EXERCISE TEXT:
------------------------------

Training Examples with Correct Stroke Order


After being exposed to enough stroke-level data from a Kanji database, the machine is able to group certain strokes together by itself to form more abstract concepts of basic radicals and components that make up the typical Kanji, such as 口, 豆, 辶. In addition, it naturally learns to write these radicals in the correct stroke order - for example, 口 must be written with three separate strokes (| 、ヿ, _ ), in this order, and cannot be hastily drawn as a square ⃞ with one stroke.

Furthermore, the machine tries to draw radicals not only in a logical location, but in the logical order as well. In the 逗 example, the 豆 radical must be placed inside the component 辶, and 豆 must also be written before 辶 (it is a common mistake for a beginner to write 辶 before 豆). Our machine generally tries to construct fake Kanji with some sort of internal logical order as well, at both the stroke-level and radical-level, as it has developed some belief system about the relative location, and relative order to structure abstract concepts of radicals into an even more abstract concept of a full Kanji.

------------------------------

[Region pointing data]
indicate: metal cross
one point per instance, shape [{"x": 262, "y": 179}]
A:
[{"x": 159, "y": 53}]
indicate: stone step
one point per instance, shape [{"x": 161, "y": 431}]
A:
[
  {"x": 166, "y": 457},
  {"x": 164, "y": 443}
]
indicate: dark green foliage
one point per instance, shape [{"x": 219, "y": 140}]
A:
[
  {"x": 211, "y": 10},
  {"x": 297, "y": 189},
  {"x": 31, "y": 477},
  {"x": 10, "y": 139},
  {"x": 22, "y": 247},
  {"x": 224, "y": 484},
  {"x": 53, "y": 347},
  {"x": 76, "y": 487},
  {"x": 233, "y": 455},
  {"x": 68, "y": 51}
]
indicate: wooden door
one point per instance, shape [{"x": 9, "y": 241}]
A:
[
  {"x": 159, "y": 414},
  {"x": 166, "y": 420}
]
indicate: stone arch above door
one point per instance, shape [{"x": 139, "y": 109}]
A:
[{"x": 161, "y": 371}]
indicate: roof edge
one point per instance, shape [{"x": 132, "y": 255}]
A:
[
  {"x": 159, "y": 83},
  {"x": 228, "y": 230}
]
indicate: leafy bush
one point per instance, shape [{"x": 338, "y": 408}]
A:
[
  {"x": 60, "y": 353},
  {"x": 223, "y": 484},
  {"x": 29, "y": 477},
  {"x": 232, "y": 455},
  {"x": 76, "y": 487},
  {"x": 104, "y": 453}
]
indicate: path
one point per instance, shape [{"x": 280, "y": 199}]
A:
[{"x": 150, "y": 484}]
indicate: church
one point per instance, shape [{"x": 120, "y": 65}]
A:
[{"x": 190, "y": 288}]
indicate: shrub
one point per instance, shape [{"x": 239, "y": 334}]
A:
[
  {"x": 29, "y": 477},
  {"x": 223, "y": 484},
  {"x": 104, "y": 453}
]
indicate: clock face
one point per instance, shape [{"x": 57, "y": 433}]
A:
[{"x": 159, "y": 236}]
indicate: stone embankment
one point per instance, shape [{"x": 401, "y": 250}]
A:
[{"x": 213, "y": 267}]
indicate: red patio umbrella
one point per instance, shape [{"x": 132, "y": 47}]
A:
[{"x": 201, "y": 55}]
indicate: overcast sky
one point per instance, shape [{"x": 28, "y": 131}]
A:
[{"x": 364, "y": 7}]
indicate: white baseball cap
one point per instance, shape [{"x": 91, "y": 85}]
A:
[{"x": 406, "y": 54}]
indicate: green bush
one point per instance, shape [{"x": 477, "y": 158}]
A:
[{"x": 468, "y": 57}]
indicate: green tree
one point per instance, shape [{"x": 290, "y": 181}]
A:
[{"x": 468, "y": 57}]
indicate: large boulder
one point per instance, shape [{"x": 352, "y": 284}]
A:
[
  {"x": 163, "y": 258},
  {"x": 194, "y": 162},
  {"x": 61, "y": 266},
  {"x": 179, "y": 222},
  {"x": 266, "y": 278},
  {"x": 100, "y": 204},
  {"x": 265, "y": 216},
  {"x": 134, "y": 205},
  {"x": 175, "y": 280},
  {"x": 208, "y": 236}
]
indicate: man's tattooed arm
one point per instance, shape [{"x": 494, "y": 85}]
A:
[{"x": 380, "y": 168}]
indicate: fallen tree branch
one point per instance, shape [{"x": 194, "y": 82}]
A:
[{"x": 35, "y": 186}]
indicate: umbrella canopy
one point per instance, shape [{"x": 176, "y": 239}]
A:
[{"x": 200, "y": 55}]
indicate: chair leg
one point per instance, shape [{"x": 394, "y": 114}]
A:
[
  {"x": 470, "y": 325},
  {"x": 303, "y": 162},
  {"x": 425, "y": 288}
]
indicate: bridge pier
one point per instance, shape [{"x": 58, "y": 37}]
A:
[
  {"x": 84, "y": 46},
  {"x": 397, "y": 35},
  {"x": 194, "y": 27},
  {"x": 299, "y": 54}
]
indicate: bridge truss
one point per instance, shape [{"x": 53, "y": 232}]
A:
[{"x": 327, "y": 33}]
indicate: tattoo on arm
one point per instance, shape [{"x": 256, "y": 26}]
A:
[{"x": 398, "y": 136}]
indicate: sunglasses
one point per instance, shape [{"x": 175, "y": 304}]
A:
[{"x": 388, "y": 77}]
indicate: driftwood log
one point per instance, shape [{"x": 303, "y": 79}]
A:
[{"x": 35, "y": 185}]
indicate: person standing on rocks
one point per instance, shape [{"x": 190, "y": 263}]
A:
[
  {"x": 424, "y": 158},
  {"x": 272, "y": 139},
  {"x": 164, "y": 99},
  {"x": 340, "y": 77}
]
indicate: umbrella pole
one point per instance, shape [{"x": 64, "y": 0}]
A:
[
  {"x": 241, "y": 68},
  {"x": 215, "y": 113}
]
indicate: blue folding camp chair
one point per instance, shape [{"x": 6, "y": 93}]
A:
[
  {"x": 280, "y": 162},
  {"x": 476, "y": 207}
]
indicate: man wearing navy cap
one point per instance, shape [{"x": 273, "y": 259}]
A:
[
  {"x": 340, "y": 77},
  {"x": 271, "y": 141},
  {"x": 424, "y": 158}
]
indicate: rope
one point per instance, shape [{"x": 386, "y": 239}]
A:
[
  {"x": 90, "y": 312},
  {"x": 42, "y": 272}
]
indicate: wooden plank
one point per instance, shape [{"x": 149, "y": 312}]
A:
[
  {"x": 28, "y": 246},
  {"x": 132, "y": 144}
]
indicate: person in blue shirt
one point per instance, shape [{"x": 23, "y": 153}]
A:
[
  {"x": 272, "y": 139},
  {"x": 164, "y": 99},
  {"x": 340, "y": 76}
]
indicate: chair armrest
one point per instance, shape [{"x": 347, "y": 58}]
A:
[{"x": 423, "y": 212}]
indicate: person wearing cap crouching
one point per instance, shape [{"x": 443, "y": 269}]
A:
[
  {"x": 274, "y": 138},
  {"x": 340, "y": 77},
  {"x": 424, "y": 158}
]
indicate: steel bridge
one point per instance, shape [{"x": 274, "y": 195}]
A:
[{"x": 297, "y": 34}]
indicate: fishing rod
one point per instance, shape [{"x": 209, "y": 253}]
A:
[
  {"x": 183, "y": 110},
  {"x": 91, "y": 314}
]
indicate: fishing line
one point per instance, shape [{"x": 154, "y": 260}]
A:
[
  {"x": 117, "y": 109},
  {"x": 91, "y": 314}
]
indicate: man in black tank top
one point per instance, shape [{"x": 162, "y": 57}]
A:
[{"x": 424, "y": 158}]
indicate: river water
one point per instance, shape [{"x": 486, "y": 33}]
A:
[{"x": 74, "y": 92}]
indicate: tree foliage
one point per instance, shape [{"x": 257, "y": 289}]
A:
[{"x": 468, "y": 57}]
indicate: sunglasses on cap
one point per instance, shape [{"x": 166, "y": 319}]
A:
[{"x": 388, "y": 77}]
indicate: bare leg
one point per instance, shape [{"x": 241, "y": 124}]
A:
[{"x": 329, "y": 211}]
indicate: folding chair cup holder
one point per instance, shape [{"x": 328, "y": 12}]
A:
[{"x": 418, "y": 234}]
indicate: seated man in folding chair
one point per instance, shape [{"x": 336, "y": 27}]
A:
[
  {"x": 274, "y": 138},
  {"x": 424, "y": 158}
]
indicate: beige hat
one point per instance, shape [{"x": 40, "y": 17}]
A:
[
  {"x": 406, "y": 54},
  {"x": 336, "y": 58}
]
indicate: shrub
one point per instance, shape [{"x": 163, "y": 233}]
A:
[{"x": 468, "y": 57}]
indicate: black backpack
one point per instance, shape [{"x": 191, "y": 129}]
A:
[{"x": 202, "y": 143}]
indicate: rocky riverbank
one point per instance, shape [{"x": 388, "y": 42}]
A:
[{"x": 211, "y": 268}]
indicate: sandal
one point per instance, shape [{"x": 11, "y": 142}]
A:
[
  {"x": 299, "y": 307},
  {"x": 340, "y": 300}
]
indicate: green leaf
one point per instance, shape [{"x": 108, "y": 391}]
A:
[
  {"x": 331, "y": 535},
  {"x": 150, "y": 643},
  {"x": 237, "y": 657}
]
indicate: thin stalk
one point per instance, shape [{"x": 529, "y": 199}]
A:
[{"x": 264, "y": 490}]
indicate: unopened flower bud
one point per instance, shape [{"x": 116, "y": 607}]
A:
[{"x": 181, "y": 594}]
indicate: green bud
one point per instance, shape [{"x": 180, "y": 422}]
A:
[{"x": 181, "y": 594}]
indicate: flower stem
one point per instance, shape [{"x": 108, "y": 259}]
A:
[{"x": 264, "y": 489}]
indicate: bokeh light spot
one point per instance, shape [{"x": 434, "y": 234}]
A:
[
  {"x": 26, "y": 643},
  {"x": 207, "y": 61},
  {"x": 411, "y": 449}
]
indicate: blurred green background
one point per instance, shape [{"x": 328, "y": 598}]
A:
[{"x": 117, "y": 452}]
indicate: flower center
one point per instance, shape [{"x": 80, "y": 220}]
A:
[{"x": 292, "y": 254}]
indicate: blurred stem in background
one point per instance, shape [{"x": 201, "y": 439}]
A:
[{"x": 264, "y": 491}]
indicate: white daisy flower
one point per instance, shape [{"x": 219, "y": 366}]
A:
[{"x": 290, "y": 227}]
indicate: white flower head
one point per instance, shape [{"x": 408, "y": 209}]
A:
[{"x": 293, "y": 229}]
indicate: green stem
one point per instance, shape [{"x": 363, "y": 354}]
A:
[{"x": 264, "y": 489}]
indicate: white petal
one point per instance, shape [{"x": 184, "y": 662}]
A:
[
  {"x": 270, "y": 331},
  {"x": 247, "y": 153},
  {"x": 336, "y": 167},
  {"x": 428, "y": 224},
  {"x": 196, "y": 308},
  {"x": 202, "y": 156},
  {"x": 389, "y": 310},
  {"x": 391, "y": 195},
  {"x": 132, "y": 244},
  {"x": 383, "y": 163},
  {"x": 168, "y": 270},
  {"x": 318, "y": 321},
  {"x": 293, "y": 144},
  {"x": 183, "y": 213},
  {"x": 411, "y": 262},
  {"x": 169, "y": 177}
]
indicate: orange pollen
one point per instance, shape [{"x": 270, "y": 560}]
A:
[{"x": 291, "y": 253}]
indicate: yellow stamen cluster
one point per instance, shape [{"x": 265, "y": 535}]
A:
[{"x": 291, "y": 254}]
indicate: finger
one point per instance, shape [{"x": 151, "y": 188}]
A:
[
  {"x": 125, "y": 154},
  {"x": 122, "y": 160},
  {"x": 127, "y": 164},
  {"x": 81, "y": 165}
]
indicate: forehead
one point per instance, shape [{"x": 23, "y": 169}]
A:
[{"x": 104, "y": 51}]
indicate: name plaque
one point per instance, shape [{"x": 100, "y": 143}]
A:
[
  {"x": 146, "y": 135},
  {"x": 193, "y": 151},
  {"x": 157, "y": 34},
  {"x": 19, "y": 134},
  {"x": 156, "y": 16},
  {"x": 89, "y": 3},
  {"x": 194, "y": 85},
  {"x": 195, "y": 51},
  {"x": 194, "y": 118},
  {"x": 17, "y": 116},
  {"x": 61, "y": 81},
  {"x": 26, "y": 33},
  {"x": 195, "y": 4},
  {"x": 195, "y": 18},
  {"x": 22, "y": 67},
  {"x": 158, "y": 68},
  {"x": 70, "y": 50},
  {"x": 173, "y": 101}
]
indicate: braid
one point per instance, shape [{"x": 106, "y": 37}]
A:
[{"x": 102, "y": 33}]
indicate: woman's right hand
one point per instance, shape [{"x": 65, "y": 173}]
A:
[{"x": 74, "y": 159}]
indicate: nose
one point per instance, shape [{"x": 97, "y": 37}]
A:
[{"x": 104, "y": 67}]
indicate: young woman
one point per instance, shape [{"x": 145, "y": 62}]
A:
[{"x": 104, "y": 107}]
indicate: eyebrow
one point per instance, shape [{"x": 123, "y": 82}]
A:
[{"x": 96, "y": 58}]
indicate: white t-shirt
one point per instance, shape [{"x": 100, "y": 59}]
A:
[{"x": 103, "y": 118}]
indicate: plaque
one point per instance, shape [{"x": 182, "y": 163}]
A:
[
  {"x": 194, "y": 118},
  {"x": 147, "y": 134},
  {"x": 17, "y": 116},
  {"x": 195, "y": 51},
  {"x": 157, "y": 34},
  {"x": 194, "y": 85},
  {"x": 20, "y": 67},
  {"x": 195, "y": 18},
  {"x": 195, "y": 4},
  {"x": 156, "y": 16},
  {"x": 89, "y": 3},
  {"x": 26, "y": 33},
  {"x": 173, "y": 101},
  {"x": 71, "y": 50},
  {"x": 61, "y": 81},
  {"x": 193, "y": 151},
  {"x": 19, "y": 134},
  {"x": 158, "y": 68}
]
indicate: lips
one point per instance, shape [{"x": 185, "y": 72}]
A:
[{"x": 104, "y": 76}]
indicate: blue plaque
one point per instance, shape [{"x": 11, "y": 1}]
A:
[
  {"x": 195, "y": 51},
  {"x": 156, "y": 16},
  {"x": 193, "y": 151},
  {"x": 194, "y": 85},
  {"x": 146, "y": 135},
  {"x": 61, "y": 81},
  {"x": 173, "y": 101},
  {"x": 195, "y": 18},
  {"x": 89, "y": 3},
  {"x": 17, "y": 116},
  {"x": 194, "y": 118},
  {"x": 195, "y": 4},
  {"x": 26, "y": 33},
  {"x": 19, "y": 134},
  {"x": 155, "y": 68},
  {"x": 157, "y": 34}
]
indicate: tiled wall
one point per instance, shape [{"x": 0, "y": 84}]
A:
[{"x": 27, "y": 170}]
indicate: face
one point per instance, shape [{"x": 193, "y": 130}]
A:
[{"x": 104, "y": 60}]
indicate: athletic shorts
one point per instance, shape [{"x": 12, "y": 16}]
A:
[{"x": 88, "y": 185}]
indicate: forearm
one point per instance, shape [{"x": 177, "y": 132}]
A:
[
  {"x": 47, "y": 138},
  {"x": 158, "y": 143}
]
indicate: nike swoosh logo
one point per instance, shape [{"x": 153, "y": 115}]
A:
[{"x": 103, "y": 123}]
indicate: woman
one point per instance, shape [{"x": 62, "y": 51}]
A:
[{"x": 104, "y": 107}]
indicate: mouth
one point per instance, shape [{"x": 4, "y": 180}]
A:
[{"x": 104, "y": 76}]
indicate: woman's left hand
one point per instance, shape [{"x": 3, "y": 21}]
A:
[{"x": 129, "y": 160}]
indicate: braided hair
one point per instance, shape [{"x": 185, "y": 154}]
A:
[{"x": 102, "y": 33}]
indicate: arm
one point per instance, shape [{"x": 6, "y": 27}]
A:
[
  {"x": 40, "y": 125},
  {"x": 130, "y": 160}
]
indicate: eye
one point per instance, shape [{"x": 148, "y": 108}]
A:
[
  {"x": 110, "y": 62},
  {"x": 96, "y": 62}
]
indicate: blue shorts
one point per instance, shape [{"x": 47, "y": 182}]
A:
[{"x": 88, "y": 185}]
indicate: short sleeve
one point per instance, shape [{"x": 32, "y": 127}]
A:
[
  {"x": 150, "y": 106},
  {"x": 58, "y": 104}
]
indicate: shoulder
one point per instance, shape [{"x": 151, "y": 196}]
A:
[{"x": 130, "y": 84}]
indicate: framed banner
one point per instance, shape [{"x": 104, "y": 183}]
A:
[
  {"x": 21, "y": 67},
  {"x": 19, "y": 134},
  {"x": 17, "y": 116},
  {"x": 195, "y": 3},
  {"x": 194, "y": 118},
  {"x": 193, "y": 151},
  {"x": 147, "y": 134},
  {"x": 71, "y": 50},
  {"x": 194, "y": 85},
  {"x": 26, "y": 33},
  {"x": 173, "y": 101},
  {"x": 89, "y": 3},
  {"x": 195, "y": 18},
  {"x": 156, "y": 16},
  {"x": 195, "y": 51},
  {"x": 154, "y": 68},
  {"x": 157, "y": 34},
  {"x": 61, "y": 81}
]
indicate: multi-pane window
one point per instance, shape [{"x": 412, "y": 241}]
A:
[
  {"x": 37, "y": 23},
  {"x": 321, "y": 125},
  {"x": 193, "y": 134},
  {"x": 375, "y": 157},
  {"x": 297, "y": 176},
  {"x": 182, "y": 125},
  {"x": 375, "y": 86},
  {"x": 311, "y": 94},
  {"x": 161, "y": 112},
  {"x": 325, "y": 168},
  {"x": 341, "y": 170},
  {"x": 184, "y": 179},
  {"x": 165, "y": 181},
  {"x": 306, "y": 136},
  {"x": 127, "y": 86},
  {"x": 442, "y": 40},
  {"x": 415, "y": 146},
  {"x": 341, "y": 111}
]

------------------------------

WHAT TO WORK ON:
A - Answer these about the Kanji stroke-order text, one per line:
(i) How many separate strokes must 口 be written with?
(ii) In the 逗 example, where must the 豆 radical be placed?
(iii) In 逗, which is written first, 豆 or 辶?
B - Please pick up the Kanji stroke-order text where it stops and continue it.
The items have no connection to the Kanji stroke-order text.

SOLVED TASKS:
A -
(i) Three separate strokes.
(ii) Inside the component 辶.
(iii) 豆.

B -
Lastly, it also learns from variations of writing certain Kanji components. As you can see from the training examples, there are two different ways to write 逗, using either the simplified 辶 or the more traditional 辶. Kanji has been around for thousands of years so it is normal to see forks and branches of the writing system. I will leave it to you to check if the machine can also conceptualise and generalise on these small variations as well.

The output of the machine is a set of lines, hence we are really modelling Kanji as a set of ordered vectors. Unlike many other recent machine learning image generation techniques that are primarily pixel-based, our approach is a vector-based image generation technique. I believe that Kanji are much more naturally suited to be represented with vectors, not only because writing in general is vector-based, but for Kanji, the ordering of the strokes is of fundamental importance.

Using vectors to model the ordered strokes of a Kanji is much more meaningful than any pixel-based representation technique. As a result, the chaotic output of a machine's dream will likely still conform to the natural structure of Kanji. This approach may lead to future developments of getting machines to sketch images.

For a more detailed description of the Long Short Term Memory + Mixture Density Network algorithm used to generate these Fake Kanji, please read my blog post.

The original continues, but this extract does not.